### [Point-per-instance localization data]
-------------------------
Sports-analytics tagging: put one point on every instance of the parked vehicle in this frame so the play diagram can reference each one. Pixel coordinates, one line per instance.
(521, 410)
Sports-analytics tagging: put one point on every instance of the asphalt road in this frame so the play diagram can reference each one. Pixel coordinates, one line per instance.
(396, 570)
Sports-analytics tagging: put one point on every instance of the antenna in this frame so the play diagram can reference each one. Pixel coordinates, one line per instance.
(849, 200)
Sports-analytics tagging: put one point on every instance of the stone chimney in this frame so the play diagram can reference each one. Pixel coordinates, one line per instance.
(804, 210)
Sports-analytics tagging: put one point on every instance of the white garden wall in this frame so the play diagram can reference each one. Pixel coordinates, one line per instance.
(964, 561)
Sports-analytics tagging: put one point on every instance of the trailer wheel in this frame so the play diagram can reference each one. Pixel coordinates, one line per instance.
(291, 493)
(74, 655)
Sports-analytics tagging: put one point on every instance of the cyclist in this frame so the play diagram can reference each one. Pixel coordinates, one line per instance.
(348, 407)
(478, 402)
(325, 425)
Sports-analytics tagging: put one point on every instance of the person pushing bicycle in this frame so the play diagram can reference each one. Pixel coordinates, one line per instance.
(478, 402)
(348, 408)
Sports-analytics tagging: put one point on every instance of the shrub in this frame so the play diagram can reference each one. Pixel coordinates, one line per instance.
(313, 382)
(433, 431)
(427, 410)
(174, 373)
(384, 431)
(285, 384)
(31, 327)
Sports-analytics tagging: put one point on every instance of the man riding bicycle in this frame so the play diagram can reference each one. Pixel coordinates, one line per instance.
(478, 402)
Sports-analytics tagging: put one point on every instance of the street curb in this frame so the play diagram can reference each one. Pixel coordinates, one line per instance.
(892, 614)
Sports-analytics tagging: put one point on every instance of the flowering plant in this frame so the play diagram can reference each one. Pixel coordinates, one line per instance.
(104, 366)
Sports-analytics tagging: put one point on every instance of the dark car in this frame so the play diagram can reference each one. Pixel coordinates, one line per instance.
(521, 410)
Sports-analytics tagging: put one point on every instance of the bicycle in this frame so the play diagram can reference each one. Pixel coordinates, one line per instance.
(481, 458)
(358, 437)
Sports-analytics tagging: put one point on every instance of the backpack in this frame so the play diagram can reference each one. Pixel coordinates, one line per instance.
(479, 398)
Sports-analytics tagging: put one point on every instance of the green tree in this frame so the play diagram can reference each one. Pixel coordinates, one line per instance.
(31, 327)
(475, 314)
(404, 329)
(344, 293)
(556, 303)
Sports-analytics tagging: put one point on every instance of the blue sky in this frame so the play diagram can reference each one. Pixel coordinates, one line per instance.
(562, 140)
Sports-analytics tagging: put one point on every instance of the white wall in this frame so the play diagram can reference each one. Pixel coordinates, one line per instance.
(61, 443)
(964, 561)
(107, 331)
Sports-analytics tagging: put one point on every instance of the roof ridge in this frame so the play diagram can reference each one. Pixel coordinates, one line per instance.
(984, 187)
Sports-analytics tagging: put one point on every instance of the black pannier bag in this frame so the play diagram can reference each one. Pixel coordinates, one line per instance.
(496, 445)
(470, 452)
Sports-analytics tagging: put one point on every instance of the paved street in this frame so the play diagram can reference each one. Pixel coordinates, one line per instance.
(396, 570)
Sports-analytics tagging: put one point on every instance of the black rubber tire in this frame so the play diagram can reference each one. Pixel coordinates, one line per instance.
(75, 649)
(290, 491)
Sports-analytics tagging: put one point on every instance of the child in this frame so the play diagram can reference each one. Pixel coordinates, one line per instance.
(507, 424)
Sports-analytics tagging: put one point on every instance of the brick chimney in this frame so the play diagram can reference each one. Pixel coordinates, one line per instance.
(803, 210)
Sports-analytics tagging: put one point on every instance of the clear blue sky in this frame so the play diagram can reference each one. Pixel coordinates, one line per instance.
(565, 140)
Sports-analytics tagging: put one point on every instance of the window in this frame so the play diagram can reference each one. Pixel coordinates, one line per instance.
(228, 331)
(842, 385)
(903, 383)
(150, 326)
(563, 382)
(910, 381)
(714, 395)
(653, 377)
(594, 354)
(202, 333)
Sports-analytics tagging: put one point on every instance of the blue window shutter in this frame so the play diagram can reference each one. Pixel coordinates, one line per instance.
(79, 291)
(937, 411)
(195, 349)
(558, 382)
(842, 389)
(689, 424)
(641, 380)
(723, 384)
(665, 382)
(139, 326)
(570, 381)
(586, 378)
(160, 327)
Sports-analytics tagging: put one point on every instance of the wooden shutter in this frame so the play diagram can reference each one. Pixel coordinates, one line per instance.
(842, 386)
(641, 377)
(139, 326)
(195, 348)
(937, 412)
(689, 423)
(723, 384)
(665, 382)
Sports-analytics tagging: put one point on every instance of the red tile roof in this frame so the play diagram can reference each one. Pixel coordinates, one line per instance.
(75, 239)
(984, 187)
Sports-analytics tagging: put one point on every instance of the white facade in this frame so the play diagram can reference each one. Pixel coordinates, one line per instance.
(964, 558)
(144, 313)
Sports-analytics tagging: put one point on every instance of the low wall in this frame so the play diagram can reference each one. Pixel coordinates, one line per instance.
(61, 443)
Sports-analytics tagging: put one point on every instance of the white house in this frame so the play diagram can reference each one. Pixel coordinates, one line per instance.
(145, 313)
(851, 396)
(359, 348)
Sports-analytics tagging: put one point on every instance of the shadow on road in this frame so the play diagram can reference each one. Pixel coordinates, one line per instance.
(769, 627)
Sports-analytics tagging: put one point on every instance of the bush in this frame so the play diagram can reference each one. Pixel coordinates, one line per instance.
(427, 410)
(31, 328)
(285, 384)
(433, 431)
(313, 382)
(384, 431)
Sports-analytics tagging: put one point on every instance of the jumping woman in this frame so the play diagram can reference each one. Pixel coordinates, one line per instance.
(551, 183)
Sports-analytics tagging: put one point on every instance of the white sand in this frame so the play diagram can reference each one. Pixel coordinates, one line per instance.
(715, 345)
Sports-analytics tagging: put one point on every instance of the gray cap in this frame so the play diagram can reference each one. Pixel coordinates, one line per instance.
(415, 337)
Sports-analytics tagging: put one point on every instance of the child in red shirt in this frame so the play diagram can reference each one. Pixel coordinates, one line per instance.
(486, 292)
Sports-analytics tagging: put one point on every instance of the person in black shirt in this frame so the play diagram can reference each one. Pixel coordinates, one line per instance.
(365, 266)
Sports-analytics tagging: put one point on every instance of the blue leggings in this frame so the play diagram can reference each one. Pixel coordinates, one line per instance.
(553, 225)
-------------------------
### [Problem]
Could you output all of the records above exactly as given?

### [Task solution]
Sports-analytics tagging: put one point on every instance of the parked vehicle in this frame so the play diagram can reference each one. Pixel coordinates, one line per instance.
(521, 410)
Sports-analytics tagging: put one point on every instance of the asphalt road in this frame so the play diagram can reference each one. Pixel coordinates, one line per instance.
(396, 570)
Sports-analytics tagging: put one point on every instance of the antenna in this frame so the play diagram can reference each one. Pixel coordinates, one line per instance.
(849, 200)
Sports-analytics tagging: put one point on every instance of the stone chimney in this frame so the play diagram can reference each one. Pixel coordinates, one line per instance.
(804, 210)
Sports-analytics tagging: put one point on every instance of the white garden wall in this frame so the play diagram can reference each one. Pixel coordinates, one line per instance.
(964, 561)
Sports-analytics tagging: put one point on every instance of the trailer wheel in this frame so the play diagram can reference each one. Pixel coordinates, one line per instance.
(291, 493)
(74, 655)
Sports-analytics tagging: put one point on every instance of the cyclist in this frame so the play diagram can reference each one. Pixel coordinates, one line per instance.
(348, 407)
(478, 402)
(325, 425)
Sports-analytics tagging: put one point on every instance of the person pushing bicycle in this frame so the play diagram can reference each one. Pixel coordinates, one line per instance.
(478, 402)
(348, 408)
Sports-analytics tagging: put one point on every instance of the shrub in this frame so the play diagram can reference each one. Pixel coordinates, one line per instance.
(313, 382)
(433, 431)
(427, 410)
(174, 373)
(384, 431)
(285, 384)
(31, 327)
Sports-analytics tagging: put one point on every instance of the man riding bicycle in this frame so the play diagram can reference each one. Pixel coordinates, one line per instance.
(478, 402)
Sports-analytics tagging: put one point on every instance of the street curb in this frame so the play diagram can reference each one. Pixel coordinates, one line per instance.
(892, 614)
Sports-analytics tagging: put one point on every instance of the flowering plant in this frame so the play diagram can reference each one. Pixel coordinates, one line per instance.
(104, 366)
Sports-analytics tagging: put one point on every instance of the dark car in this frame so the play diagram can reference each one. Pixel coordinates, one line per instance.
(521, 410)
Sports-analytics tagging: put one point on every instance of the bicycle in this frame so the play diagram can reference each one. Pixel coordinates, one line per instance.
(481, 458)
(358, 437)
Sports-analytics tagging: put one point on every instance of the backpack in this frame so the play diagram can reference each one. Pixel coordinates, one line per instance.
(479, 398)
Sports-analytics tagging: put one point on every instance of the green tree in this frame so the play diagram can reference each one. Pixel coordinates, one line per instance.
(31, 327)
(475, 314)
(404, 329)
(344, 293)
(556, 303)
Sports-analytics tagging: put one point on every instance of the blue sky in this frame so the play diagram can reference each one. Pixel coordinates, one line per instance.
(562, 140)
Sports-analytics tagging: put one point on every instance of the white wall in this frame so the play diagram can reference each one. Pixel coordinates, one line per instance.
(61, 443)
(964, 561)
(107, 331)
Sports-analytics tagging: put one point on every instance of the roof ridge in this frame so the play diagram can reference each one. Pixel coordinates, one line per instance.
(984, 187)
Sports-analytics tagging: put one point on every instance of the black pannier bag in this frame so the play diagram can reference each one. Pixel coordinates, one line per instance.
(496, 445)
(470, 452)
Sports-analytics tagging: put one point on every instance of the paved street in this frame so the play diagram can reference each one. Pixel coordinates, one line per instance.
(396, 570)
Sports-analytics tagging: put one point on every instance of the black rubber tire in this frame so the play diagram can reference each one. Pixel coordinates, one line per instance.
(75, 649)
(290, 491)
Sports-analytics tagging: put one point on every instance of the child in this frame so the play diagram can reference each one. Pixel coordinates, one line per instance.
(507, 424)
Sports-analytics tagging: put one point on every instance of the brick chimney in this frame so the play diagram can reference each one. Pixel coordinates, one line per instance.
(803, 210)
Sports-analytics tagging: put one point on every instance of the clear blue sky in this frame so the play diagram can reference each one. Pixel coordinates, one line per instance.
(565, 140)
Sports-analytics tagging: put one point on every instance of the window in this frame so the play diagram can reference each one. Pixel coordinates, one line per instance.
(228, 331)
(842, 385)
(903, 383)
(150, 326)
(563, 382)
(910, 381)
(714, 395)
(653, 377)
(594, 354)
(202, 333)
Sports-analytics tagging: put one point on every instance of the blue window shutter in this frame so the play diagram can reference each one. Pixel coordinates, one line per instance.
(79, 291)
(937, 411)
(195, 349)
(558, 382)
(842, 389)
(689, 424)
(641, 380)
(723, 384)
(665, 382)
(139, 326)
(570, 381)
(586, 378)
(160, 327)
Sports-analytics tagging: put one point on every instance of the wooden shutter in this frame so the play diagram can reference each one. Pixel coordinates, one line per instance.
(842, 386)
(641, 377)
(139, 326)
(195, 348)
(937, 412)
(689, 423)
(723, 384)
(665, 382)
Sports-analytics tagging: put one point on every instance of the red tile roof in this frame so the play diagram can reference each one. Pixel coordinates, one line per instance.
(75, 239)
(984, 187)
Sports-analytics tagging: put one point on every instance of the white facade in this frame so the play diagram can reference each one. Pixel coordinates, one line per instance.
(964, 558)
(144, 313)
Sports-analytics tagging: put one point on every instance of the low wall in this frame so the play diagram can reference each one. Pixel coordinates, one line per instance.
(61, 443)
Sports-analytics tagging: put one point on every instance of the white house in this frame so the play diagram can reference each one. Pixel coordinates, one line per instance.
(145, 313)
(851, 396)
(359, 348)
Sports-analytics tagging: put one point on every instance of the shadow on road in this frame so the play diagram can reference each one. Pixel coordinates, one line per instance.
(769, 627)
Sports-analytics tagging: put one point on every instance of the bush in this frame so the play diagram can reference each one. Pixel coordinates, one line per instance.
(427, 410)
(31, 328)
(285, 384)
(433, 431)
(313, 382)
(384, 431)
Sports-analytics tagging: put one point on every instance of the jumping woman in this frame so the play diagram can reference each one. Pixel coordinates, one line per instance.
(551, 183)
Sports-analytics tagging: put one point on every instance of the white sand in this frame so the play diagram can reference each one. Pixel coordinates, one line per instance.
(715, 345)
Sports-analytics tagging: put one point on every instance of the gray cap in this frame so the play diagram can reference each one. Pixel coordinates, one line per instance.
(415, 337)
Sports-analytics tagging: put one point on every instance of the child in red shirt in this frame so the play diagram can reference each one. Pixel coordinates, one line per instance.
(486, 292)
Sports-analytics tagging: put one point on every instance of the person in black shirt in this frame so the play diagram can reference each one. Pixel coordinates, one line per instance.
(365, 266)
Sports-analytics tagging: put one point on every instance of the blue leggings in this frame so the play diagram can reference each one. Pixel coordinates, one line per instance.
(553, 225)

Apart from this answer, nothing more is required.